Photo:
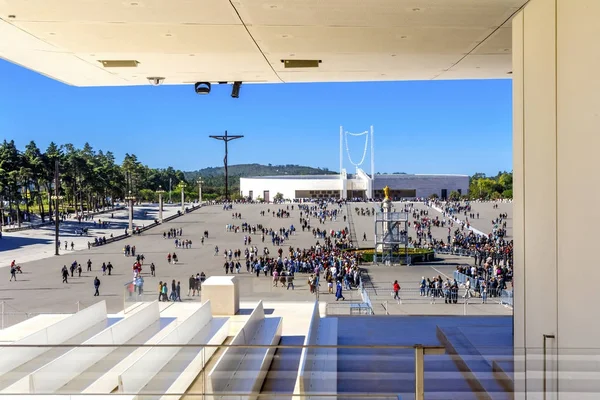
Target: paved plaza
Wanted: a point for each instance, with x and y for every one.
(39, 288)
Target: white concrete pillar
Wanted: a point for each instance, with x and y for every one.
(556, 133)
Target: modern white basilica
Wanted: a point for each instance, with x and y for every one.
(549, 48)
(352, 186)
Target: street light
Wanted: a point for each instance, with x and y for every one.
(182, 185)
(160, 193)
(130, 199)
(200, 182)
(57, 199)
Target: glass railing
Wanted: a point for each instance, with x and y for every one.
(456, 370)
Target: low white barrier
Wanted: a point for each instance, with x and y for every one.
(189, 374)
(109, 382)
(71, 397)
(243, 370)
(63, 369)
(152, 361)
(323, 372)
(54, 334)
(306, 357)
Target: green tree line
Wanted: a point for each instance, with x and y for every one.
(89, 179)
(491, 187)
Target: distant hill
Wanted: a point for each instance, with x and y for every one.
(245, 170)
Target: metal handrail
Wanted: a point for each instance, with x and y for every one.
(249, 346)
(546, 337)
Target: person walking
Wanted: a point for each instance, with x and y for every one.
(178, 291)
(338, 291)
(65, 273)
(396, 288)
(97, 286)
(192, 286)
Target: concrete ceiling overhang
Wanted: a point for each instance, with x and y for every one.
(187, 41)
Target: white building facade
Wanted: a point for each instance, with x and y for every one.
(348, 186)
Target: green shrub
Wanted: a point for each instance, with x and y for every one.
(416, 254)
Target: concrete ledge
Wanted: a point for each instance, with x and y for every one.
(134, 378)
(323, 372)
(189, 374)
(474, 367)
(243, 370)
(67, 367)
(54, 334)
(304, 366)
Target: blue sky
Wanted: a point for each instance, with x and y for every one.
(459, 127)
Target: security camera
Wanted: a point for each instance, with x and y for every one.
(202, 87)
(235, 89)
(155, 80)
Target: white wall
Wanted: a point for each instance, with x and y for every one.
(287, 187)
(150, 363)
(63, 369)
(306, 357)
(556, 60)
(54, 334)
(223, 369)
(190, 373)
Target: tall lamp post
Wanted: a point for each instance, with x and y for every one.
(200, 182)
(182, 185)
(56, 199)
(130, 199)
(160, 193)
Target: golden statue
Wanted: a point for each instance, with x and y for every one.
(386, 193)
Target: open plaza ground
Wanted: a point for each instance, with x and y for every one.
(40, 289)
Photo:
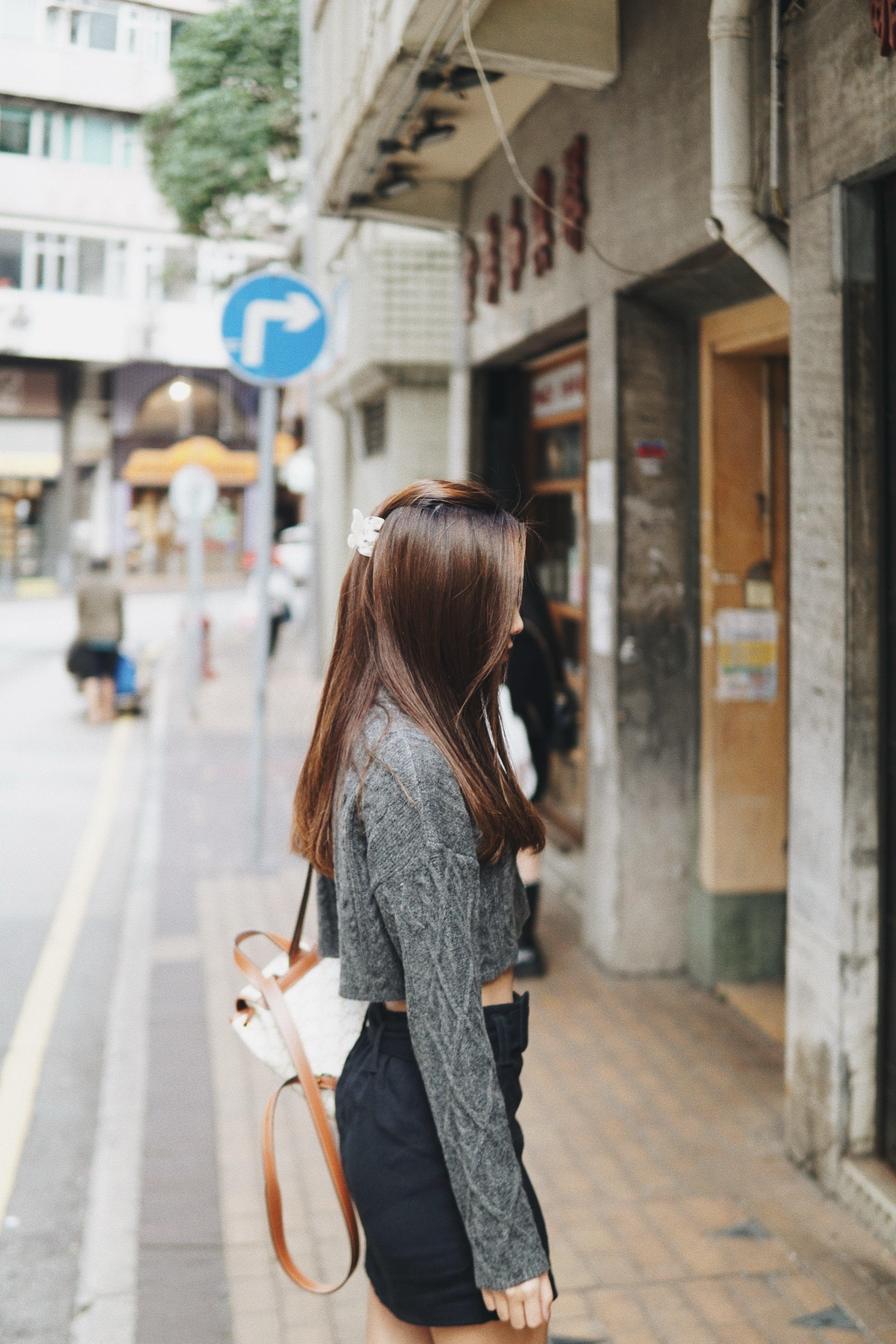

Your task: Copy out the part of the items that starts at the line containing "Target: tall lamp post" and runs to the end of the items. Make it a numbered list, skip blank lines, and leave the pictures out.

Written response:
1. Target: tall lamp post
2. Wanted: a point for each instance, with x and y for every one.
3. (200, 182)
4. (182, 185)
5. (56, 199)
6. (130, 199)
7. (160, 193)
8. Target: golden statue
9. Wanted: a point for each instance, with x and y for every one.
10. (386, 193)
11. Target: open plaza ground
12. Wanted: a point for each instance, with x and y for every one.
13. (40, 289)
14. Photo:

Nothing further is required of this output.